[Natural language region descriptions]
Content starts
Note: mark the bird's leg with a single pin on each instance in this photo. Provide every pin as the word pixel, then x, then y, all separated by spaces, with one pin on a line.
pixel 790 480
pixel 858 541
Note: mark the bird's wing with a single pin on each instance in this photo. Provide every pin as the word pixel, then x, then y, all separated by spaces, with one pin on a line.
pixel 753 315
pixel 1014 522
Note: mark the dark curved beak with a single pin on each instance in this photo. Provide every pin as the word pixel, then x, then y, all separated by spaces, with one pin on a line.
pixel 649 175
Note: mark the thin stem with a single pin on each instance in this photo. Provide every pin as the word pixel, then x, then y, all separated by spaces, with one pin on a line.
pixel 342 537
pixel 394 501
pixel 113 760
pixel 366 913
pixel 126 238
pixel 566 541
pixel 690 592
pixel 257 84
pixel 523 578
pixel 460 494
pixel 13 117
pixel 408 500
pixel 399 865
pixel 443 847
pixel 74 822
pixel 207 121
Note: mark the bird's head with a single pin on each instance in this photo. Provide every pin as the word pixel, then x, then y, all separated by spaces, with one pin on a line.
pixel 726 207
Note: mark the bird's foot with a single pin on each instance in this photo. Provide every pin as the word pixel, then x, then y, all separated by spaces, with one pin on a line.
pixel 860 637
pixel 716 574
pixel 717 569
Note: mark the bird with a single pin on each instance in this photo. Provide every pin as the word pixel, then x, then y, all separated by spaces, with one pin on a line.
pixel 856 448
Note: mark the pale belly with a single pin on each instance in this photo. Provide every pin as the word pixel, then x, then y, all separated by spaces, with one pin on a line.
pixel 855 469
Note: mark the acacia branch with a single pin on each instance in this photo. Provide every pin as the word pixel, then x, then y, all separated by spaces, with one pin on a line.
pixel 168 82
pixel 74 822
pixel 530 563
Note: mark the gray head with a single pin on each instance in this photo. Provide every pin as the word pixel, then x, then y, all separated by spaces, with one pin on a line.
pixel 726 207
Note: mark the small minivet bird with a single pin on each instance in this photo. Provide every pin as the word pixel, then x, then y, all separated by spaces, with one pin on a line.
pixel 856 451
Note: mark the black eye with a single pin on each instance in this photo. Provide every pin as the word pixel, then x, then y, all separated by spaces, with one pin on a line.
Content ends
What to produce =
Each entry above needs to be retyped exactly as it appears.

Finished exercise =
Note: mark the bird's leg with a single pin on each instance in this photo. Provide every pin as the word pixel, then x, then y, all separated by spaces, with one pin on a line.
pixel 790 480
pixel 858 541
Note: mark the bird's wing with a single pin on each instance in this photo. Provide every pin as the word pixel, then x, then y, all separated by spaces, with one pin on a line.
pixel 753 315
pixel 1014 522
Note: mark the dark curved beak with a single pin on each instance in this photo. Provide every pin as the word pixel, then x, then y, all separated by spaces, with one pin on a line.
pixel 649 175
Note: mark the thin stem with a single pin on each instance in this photo. Provide every pin as the word pixel, then x, then y, all separated by spaces, with one pin on a line.
pixel 342 537
pixel 394 501
pixel 113 760
pixel 366 913
pixel 126 238
pixel 566 541
pixel 690 592
pixel 257 84
pixel 523 578
pixel 460 494
pixel 13 117
pixel 408 500
pixel 399 865
pixel 443 847
pixel 74 822
pixel 207 121
Note: mark the bird's head with a single pin on each instance in this photo. Provide every pin as the word pixel, then x, then y, all separated by spaces, with one pin on a line.
pixel 726 207
Note: mark the bird's foot with a single pin on each instance in this photo. Provide every pin as the word pixel, then x, then y, all separated by spaces, with one pin on a line.
pixel 860 637
pixel 716 574
pixel 717 569
Note: mark the bird with a single pin on each instance in this photo. Provide every pin as the word pixel, then x, then y, all separated by spaces, with one pin on a line.
pixel 856 448
Note: mark the pale belly with a single pin on each instance in this photo. Provide every pin as the word pixel, then x, then y, all separated by spaces, with one pin on a line.
pixel 855 469
Note: mark the acacia branch with a single pin on each instance in this photo. Provide every pin as the word pixel, then x, then y, all separated by spaces, with one pin on a line.
pixel 168 82
pixel 74 822
pixel 530 563
Note: mark the gray head with a single pin on each instance in this photo. Provide every pin as the word pixel, then x, then y, all separated by spaces, with one pin on a line.
pixel 726 207
Note: mark the small minivet bird with a single pin on each instance in this photo. Provide every pin as the word pixel, then x, then y, all separated by spaces, with one pin on a line.
pixel 856 451
Note: mark the black eye with a single pin on each instance in this photo. Provide every pin as the word pixel, then x, then y, all separated by spaces, with one pin on a line.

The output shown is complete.